[Start of section]

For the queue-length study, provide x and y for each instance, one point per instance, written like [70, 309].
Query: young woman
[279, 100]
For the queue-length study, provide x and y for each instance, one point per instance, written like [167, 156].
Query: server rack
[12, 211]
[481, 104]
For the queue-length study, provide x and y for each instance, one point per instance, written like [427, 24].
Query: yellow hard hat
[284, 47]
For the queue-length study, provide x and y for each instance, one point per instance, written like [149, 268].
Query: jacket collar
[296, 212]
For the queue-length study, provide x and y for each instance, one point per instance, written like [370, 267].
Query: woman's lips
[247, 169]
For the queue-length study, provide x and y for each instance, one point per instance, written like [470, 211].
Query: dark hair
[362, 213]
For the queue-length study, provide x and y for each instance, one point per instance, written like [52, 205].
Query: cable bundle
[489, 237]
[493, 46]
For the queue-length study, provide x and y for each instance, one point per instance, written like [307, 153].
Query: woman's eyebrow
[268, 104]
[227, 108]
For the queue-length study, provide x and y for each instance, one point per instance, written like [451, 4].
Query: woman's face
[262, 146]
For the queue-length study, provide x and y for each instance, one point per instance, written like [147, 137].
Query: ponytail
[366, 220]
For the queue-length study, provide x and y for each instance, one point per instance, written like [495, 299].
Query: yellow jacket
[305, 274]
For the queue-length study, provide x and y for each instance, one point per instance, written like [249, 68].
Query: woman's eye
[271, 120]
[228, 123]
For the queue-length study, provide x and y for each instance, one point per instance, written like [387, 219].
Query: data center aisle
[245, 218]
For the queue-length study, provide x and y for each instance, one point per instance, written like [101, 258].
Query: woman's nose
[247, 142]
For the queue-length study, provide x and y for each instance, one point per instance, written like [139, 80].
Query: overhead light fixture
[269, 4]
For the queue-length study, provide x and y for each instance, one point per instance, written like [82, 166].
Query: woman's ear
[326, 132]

[End of section]

- WHAT YOU NEED TO DO
What you return must match the listing above exactly, with every line included.

- RESULT
For the queue-length study, provide x and y for each instance, one point per instance, written like [70, 309].
Query: young woman
[279, 100]
For the queue-length study, provide x and y for each instance, one point per instance, written like [167, 156].
Query: server rack
[12, 211]
[481, 104]
For the queue-length study, provide x and y for each instance, one point per instance, written like [427, 24].
Query: yellow hard hat
[284, 47]
For the queue-length study, provide x and y for each instance, one point per instance, written like [149, 268].
Query: jacket collar
[296, 212]
For the queue-length study, provide x and y for each instance, one point per instance, written like [370, 267].
Query: woman's lips
[247, 169]
For the queue-length study, provide x and y for each instance, one point per instance, written like [470, 211].
Query: dark hair
[362, 213]
For the queue-length study, provide x and y for each instance, one point per instance, written like [52, 205].
Query: cable bundle
[489, 237]
[493, 46]
For the queue-length study, provide x and y for each instance, one point per instance, written like [307, 153].
Query: woman's eyebrow
[268, 104]
[227, 108]
For the queue-length study, provide x and y for each instance, one point per instance, written like [451, 4].
Query: woman's face
[262, 146]
For the queue-length study, provide x and y for each instance, one point per instance, written like [147, 137].
Query: ponytail
[366, 220]
For the queue-length study, provide x and y for each instance, one point per instance, written like [495, 299].
Query: yellow jacket
[305, 274]
For the queue-length study, provide x and y for each instance, one point per instance, written like [249, 68].
Query: woman's eye
[271, 120]
[228, 123]
For the queue-length study, provide x and y for each instance, one point per instance, written like [387, 219].
Query: data center aisle
[245, 218]
For the queue-length study, provide x and y for each instance, one point per instance, written like [101, 258].
Query: woman's nose
[247, 142]
For the queue-length study, provide x and y for each instance, one point per instance, written like [139, 80].
Query: overhead light fixture
[269, 4]
For the queue-length study, provide x and y for each instance, one point per instance, written like [82, 166].
Query: woman's ear
[326, 132]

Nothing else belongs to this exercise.